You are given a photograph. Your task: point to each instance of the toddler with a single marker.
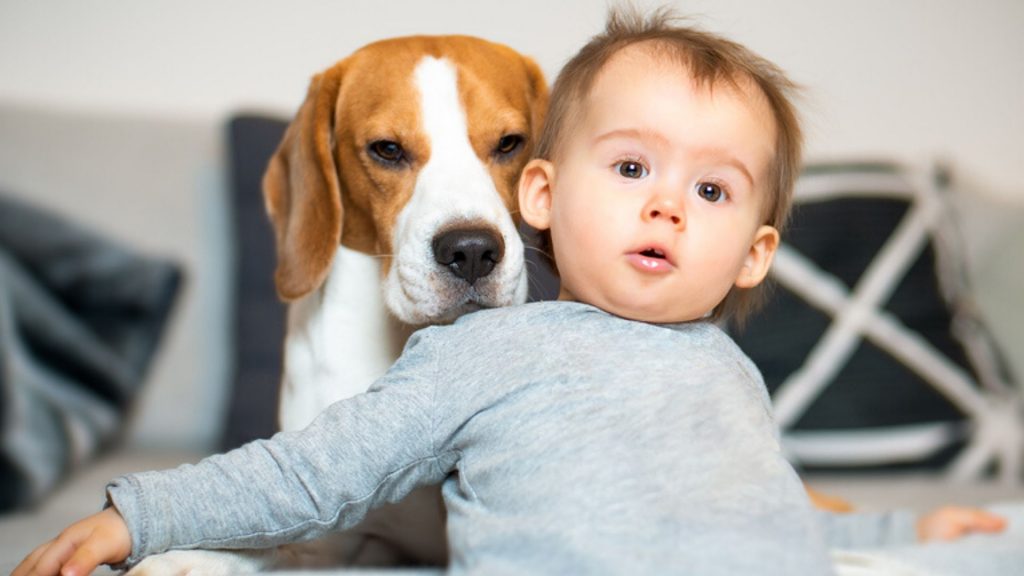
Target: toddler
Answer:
(615, 430)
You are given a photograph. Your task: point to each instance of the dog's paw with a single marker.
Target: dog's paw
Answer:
(204, 563)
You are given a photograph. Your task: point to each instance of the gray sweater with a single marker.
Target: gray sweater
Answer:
(568, 441)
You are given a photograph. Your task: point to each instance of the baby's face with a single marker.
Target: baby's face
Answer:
(655, 201)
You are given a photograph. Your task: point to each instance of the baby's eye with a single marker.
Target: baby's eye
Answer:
(631, 169)
(711, 192)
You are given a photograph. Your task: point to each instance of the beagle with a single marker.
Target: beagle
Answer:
(392, 199)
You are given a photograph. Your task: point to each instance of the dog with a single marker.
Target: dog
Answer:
(392, 198)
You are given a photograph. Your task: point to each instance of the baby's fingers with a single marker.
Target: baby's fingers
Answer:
(46, 560)
(25, 568)
(954, 522)
(987, 522)
(86, 559)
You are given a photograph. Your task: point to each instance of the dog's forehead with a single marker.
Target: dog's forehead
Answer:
(380, 78)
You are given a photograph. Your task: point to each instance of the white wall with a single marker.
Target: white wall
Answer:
(915, 78)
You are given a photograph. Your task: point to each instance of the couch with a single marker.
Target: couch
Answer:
(175, 188)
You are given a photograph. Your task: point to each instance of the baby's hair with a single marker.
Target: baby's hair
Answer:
(710, 59)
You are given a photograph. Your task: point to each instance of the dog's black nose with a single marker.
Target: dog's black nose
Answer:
(469, 253)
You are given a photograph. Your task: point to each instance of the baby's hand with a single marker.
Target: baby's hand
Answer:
(949, 523)
(101, 538)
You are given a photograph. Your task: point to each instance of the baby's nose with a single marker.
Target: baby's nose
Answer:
(667, 209)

- **Exercise description**:
Copy the lines above exactly, beginning at the line that has "dog with a single marker." and stopping after the line that has "Target: baby's fingers", and omit the rest.

- **Answer**:
You are given a photograph. Your task: point to each instance of the dog with a single marker.
Target: dog
Answer:
(392, 198)
You are given a photograph. Your task: point to each instance of the baby's fingers with a single marker.
Target: baby's fingers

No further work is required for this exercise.